Excerpt provided START

—From Mark Smith, Te Pou Programme Lead, Outcomes & Information
I attended the 31st TheMHS conference this year held virtually 13-15 October in Melbourne. As a long time TheMHS judge my attendance was free!
The Mental Health Service-learning network conference this year was hosted by Melbourne even though it was a virtual conference. This conference rotates around the Australian state capitals and once every 8 years it comes to New Zealand. It was last here in 2016. These conferences are unique in bringing together clinicians, service users, family, researchers, managers, government officials and people interested in mental health and addictions. The theme this year was ”Hope into Action” which, given the pandemic, would seem a very apt theme and it was reflected throughout the conference.
This was a remarkable conference. The honesty and, at times, rawness of the conference was its defining feature for me. I suspect this was because of and not in spite of its being a virtual conference! The virtual streaming platform was easy to navigate and discussion forums and Q and A feature for all sessions made it seem interactive.
The standouts for me personally were:
- The opening – with Keri Opai on the Taranaki beach and the wonderful opening poetry!
- The Keynotes, particularly Helen Milroy on Aboriginal belief systems and John Brogdon on his journey from leader of the NSW opposition to suicide attempt, were inspiring and thought provoking.
- The ‘This is my brave” sessions dotted throughout the conference full of poetry and personal stories of Hope, were amazing in their honesty, openness and hopefulness.
- There was a NZ symposium with Phil Grady, Haydon Wano, Mary O’Hagen, Ian Soosay and Barbara Disley. This was an insightful session on the health reforms and mental health transformation in New Zealand. Mary O’Hagen challenged the group to fund peer work adequately.

Excerpt provided END
Provided data START

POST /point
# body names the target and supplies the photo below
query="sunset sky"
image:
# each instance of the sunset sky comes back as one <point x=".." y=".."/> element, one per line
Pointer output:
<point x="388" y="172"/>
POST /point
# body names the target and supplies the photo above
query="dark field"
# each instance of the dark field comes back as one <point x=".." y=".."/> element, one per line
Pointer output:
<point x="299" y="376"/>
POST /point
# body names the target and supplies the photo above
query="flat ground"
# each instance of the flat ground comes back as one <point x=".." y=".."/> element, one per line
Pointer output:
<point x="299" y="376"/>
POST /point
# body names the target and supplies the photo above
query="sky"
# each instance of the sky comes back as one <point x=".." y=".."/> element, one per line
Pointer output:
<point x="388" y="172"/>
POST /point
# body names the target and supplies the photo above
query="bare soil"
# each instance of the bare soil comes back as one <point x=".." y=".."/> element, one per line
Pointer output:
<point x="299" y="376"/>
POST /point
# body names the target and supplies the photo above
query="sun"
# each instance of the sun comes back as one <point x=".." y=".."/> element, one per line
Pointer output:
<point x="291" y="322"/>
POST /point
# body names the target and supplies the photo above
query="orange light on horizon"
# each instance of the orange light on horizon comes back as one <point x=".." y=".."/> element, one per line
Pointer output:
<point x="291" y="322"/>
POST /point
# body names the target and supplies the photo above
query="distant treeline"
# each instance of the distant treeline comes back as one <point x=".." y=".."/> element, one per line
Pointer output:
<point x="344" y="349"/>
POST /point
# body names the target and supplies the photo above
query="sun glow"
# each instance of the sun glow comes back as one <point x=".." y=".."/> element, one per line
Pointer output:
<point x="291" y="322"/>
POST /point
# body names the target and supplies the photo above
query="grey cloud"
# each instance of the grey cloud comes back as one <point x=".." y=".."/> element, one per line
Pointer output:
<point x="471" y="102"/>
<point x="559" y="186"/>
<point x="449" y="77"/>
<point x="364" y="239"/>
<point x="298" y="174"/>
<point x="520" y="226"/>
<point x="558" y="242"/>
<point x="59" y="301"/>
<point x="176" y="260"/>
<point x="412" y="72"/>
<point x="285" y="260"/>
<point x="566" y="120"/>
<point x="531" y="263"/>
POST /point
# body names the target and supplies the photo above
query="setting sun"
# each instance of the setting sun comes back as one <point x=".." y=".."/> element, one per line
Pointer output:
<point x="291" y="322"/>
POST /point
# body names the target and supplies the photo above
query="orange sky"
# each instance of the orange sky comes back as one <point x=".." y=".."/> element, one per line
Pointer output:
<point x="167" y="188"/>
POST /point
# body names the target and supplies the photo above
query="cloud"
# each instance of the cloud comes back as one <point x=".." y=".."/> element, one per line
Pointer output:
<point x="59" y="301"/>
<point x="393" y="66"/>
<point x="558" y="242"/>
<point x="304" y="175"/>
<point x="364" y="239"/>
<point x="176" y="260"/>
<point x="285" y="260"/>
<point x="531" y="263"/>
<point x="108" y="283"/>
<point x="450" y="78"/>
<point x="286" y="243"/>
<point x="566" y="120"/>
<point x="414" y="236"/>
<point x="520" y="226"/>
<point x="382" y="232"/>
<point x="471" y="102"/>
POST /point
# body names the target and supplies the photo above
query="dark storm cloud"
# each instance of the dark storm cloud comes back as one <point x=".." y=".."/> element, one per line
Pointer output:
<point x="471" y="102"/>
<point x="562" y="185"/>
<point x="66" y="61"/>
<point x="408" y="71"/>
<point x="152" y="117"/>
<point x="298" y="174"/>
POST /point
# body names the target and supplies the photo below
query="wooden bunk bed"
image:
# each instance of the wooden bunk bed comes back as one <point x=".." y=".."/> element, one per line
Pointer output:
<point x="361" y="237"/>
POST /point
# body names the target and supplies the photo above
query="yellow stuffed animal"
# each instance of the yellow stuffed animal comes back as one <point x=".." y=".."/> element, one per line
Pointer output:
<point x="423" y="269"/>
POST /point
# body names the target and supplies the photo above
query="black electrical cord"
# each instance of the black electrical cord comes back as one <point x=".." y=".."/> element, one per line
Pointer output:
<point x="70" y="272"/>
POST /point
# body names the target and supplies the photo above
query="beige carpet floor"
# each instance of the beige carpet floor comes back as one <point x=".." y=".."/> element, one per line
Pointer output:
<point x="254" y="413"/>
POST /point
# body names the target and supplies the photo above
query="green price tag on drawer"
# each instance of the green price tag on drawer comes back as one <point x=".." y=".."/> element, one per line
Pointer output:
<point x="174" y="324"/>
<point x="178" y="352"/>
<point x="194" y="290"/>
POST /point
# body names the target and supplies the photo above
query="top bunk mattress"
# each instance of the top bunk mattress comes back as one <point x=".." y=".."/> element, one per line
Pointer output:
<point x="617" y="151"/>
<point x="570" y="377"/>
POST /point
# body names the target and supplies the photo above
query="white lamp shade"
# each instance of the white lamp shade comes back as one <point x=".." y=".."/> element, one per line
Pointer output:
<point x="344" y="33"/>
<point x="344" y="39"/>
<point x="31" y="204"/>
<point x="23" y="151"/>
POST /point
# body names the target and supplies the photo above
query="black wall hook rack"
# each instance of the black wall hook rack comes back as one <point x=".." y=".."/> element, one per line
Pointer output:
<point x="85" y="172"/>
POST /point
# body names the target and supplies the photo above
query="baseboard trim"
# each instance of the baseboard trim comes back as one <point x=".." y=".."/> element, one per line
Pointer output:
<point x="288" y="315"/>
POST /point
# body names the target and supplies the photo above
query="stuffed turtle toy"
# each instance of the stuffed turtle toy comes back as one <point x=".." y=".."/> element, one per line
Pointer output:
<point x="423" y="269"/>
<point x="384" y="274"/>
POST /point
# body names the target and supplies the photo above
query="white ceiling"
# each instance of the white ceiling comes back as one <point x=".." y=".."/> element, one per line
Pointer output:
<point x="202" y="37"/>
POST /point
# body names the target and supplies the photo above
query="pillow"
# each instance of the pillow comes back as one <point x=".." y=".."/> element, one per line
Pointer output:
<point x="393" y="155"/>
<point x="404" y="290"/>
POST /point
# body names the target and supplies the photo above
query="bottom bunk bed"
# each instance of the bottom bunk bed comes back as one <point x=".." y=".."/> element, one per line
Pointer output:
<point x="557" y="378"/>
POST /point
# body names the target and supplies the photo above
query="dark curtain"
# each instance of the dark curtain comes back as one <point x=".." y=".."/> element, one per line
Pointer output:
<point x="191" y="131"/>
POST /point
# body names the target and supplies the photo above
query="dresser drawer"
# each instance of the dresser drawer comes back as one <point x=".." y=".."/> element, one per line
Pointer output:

Provided data END

### [Explore the material]
• 1. Translate this sentence from the conference report into Spanish: "The virtual streaming platform was easy to navigate and discussion forums and Q and A feature for all sessions made it seem interactive."
• 2. Carry on writing the TheMHS conference report from the point where it stops.

### [Numbered responses]
• 1. La plataforma de transmisión virtual era fácil de usar, y los foros de discusión y la función de preguntas y respuestas de todas las sesiones hacían que pareciera interactiva.

• 2.
- The Peer workforce development session. Amanda Luckman had a great presentation on the ‘road less travelled…’ and the importance of the competencies and Action plan Te Pou has published recently.
- The pandemic response session with all the mental health commissions from the Australian states and the national commissions from Australia and NZ. This was intriguing and showed how much we have in common with Australia.
- The Mental Health reforms session, particularly Kerry Hawkins from Perth, was also interesting and inspiring.
The similarities between the mental health reforms in the Australian states are very similar to the proposed changes in NZ. There is a problem historically with the implementation of reforms in both Australia and NZ. Plans and strategies seem to find it hard to translate into practical reality! Big dollars are being spent in both countries to transform mental health services. These transformations stress lived experience, prevention/promotion, social determinants, wellbeing and cultural expertise. We have much to learn from each other.